EXERCISE INSTRUCTIONS | Output the material below in full, exactly as it is.

DATASET EXTRACT |
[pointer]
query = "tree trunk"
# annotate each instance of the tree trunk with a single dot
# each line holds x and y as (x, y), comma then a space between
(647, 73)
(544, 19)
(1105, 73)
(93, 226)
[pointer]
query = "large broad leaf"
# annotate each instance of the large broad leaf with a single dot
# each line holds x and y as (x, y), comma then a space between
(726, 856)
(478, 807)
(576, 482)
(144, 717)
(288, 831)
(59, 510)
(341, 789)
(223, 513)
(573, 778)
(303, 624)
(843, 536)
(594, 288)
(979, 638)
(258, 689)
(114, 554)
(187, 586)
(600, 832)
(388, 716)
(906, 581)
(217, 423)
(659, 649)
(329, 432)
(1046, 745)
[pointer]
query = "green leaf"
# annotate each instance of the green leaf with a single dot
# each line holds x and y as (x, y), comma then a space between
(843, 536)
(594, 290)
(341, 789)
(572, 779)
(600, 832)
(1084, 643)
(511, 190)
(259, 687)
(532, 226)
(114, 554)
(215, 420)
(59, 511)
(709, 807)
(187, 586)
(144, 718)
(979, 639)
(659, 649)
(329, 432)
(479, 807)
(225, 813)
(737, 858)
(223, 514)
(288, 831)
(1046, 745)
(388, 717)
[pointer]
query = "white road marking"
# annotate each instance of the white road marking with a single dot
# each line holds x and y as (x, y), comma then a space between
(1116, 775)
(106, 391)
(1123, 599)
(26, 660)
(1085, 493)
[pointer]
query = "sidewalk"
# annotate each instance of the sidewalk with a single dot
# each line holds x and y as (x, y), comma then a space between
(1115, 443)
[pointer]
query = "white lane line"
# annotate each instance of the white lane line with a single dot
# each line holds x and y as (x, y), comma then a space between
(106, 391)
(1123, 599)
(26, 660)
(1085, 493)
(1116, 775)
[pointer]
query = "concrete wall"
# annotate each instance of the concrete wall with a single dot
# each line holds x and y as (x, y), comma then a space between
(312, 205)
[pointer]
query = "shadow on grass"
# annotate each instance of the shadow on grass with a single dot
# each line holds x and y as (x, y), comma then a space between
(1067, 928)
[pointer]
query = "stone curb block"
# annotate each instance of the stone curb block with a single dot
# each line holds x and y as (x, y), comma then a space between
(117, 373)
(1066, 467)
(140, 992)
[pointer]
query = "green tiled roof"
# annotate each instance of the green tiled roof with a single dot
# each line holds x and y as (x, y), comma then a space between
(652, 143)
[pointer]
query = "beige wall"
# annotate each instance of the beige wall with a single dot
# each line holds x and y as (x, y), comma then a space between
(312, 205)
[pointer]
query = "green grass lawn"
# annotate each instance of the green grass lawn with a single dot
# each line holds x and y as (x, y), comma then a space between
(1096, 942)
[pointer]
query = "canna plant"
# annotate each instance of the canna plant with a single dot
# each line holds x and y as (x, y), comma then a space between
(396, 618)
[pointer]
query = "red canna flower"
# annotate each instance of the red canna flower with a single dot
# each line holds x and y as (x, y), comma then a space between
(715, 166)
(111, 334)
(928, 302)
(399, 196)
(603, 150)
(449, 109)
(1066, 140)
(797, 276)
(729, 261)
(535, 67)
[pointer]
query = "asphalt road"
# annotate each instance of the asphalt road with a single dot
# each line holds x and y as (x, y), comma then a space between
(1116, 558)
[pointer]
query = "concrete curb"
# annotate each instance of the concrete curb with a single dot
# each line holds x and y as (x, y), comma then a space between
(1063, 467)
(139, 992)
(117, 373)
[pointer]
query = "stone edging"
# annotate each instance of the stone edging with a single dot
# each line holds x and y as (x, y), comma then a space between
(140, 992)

TASK SOLUTION |
[pointer]
query = "tree trunk"
# annotate each instance of the tree trunk with a single dot
# each line holds x and y as (x, y), comma then a space between
(647, 73)
(544, 19)
(1105, 73)
(93, 226)
[pointer]
query = "large broad leaf"
# annotate each instance of the large broad leaf with a single dot
# each line holds x and y as (x, y), comma then a space between
(726, 856)
(478, 807)
(576, 482)
(144, 717)
(288, 831)
(59, 510)
(341, 789)
(223, 513)
(573, 778)
(303, 624)
(843, 536)
(594, 288)
(979, 638)
(258, 689)
(114, 554)
(187, 586)
(600, 832)
(388, 716)
(906, 581)
(217, 423)
(659, 649)
(329, 432)
(1046, 745)
[pointer]
query = "green leaf"
# annotate each instance of the green leaf with a single dot
# each line holds x and y as (x, y), comma then a space between
(843, 536)
(594, 290)
(341, 789)
(572, 779)
(600, 832)
(1084, 643)
(511, 190)
(259, 687)
(532, 226)
(114, 554)
(215, 420)
(59, 511)
(709, 807)
(187, 586)
(144, 718)
(979, 639)
(659, 649)
(329, 432)
(479, 807)
(225, 813)
(737, 858)
(223, 514)
(288, 831)
(1046, 745)
(388, 717)
[pointer]
query = "white road marking"
# annotate each instance of the white road marking with a single dot
# each line holds x and y as (x, y), comma then a space between
(1116, 775)
(106, 391)
(1123, 599)
(26, 660)
(1085, 493)
[pointer]
query = "sidewalk"
# annotate each instance of the sidewalk with a single dot
# each line holds x and y as (x, y), comma then a space between
(1115, 443)
[pointer]
query = "white lane line"
# annotate each instance of the white lane line with a single dot
# each line holds x and y as (x, y), comma then a space between
(106, 391)
(1123, 599)
(26, 660)
(1085, 493)
(1116, 775)
[pointer]
query = "concrete wall"
# annotate each instance of the concrete wall with a single dot
# each line holds x and y as (x, y), comma then a space between
(312, 205)
[pointer]
query = "shadow on grass"
# annotate each instance of the shadow on grass with a single dot
# each line holds x and y as (x, y), comma then a space between
(1067, 928)
[pointer]
query = "stone curb block"
# annotate each instance of the stone curb block with a single dot
# each line holds x and y as (x, y), comma then a space between
(117, 373)
(1066, 467)
(140, 992)
[pointer]
query = "green tiled roof"
# annotate each instance of the green tiled roof with a single dot
# each line holds x and y as (x, y), comma then a space between
(652, 143)
[pointer]
query = "beige wall"
# annotate each instance of the beige wall with a single dot
# each line holds x and y as (x, y), comma then a space between
(312, 205)
[pointer]
query = "green grass lawn"
# annotate each instance of the green grass lawn with a single dot
# each line holds x and y as (x, y), comma then a space between
(1096, 942)
[pointer]
query = "canna plant"
# annotate each instance of the canna plant with a single dot
# each line holds x and y as (x, y), comma then a space between
(396, 618)
[pointer]
query = "red canna flower"
# annotate each instance of the red canna flower with a single dot
# each line holds x and y as (x, y), comma then a space between
(715, 166)
(111, 334)
(928, 302)
(399, 196)
(603, 150)
(449, 109)
(1066, 140)
(797, 276)
(729, 261)
(535, 67)
[pointer]
query = "asphalt road"
# annotate each instance of the asphalt road with a single dot
# each line holds x and y as (x, y), comma then a space between
(1116, 558)
[pointer]
query = "concrete curb"
# annotate each instance of the concrete curb with a single dot
# each line holds x and y as (x, y), comma then a space between
(1063, 467)
(139, 992)
(117, 373)
[pointer]
query = "stone edging"
# annotate each instance of the stone edging with a single dot
# each line holds x and y as (x, y), comma then a space between
(140, 992)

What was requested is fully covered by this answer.